## Exercise goal
Pull out every line below that contains the string "door".

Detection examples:
** start **

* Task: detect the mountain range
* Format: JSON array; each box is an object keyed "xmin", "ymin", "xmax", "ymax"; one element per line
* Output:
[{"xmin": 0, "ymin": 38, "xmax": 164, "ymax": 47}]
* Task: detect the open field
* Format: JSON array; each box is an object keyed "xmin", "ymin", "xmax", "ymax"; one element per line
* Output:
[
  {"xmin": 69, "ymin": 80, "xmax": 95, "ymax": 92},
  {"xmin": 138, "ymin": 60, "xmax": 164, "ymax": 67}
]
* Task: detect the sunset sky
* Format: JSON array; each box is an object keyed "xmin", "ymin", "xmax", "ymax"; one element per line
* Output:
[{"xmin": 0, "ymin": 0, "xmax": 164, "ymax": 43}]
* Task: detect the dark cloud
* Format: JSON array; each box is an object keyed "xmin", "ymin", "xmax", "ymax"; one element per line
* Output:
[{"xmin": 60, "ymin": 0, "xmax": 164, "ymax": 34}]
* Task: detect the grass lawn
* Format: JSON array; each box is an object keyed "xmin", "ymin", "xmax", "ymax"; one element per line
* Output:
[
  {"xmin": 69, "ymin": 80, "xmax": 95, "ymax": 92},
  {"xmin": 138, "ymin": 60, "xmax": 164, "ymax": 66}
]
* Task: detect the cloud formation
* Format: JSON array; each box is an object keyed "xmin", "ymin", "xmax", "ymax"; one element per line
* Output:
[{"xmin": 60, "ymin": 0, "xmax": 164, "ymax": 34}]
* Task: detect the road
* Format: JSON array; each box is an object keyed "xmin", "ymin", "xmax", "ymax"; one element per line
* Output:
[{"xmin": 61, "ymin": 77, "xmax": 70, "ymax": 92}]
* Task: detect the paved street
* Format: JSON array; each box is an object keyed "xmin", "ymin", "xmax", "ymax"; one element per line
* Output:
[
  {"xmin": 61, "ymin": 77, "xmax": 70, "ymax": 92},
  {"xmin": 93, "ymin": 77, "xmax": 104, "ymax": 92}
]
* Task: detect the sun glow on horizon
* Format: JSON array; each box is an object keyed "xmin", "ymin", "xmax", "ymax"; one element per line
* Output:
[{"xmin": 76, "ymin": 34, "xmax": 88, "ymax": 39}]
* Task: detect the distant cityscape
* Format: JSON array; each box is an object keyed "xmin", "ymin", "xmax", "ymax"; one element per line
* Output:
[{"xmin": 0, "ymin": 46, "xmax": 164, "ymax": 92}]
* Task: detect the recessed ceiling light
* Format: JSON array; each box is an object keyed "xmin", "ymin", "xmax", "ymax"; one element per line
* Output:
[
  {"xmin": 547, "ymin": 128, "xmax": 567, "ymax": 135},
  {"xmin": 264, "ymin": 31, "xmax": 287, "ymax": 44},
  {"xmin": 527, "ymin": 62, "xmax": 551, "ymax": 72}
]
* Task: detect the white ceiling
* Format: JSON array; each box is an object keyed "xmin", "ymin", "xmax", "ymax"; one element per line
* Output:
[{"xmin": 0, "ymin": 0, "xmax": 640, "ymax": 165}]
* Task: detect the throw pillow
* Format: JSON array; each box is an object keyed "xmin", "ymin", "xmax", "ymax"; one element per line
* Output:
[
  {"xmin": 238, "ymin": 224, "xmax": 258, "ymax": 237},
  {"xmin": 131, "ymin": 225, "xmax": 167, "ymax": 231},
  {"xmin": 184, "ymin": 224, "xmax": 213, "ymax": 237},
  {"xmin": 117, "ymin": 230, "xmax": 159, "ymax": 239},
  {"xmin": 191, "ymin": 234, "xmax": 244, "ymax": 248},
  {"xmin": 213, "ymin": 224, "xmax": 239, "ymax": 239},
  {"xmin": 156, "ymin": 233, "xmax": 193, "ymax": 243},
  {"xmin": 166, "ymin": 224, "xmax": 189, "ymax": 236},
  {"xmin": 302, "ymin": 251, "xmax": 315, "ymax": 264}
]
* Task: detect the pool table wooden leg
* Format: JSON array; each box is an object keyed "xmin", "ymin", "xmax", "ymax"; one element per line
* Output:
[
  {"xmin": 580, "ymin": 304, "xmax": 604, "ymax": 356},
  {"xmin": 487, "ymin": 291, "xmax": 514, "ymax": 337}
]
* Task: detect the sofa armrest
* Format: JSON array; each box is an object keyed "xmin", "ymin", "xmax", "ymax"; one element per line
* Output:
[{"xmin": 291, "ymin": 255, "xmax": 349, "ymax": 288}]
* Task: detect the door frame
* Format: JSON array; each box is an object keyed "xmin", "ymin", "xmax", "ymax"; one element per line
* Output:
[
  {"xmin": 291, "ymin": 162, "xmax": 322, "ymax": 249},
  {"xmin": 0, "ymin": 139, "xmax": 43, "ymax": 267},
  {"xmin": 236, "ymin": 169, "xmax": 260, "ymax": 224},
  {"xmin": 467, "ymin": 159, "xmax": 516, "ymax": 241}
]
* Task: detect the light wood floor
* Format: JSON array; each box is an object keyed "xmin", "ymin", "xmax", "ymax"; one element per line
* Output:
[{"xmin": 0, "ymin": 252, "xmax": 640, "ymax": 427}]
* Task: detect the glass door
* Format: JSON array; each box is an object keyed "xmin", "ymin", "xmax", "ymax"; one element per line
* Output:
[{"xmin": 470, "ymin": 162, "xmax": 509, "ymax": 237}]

** end **

## Written answer
* Task: detect the door frame
* Task: detect the glass door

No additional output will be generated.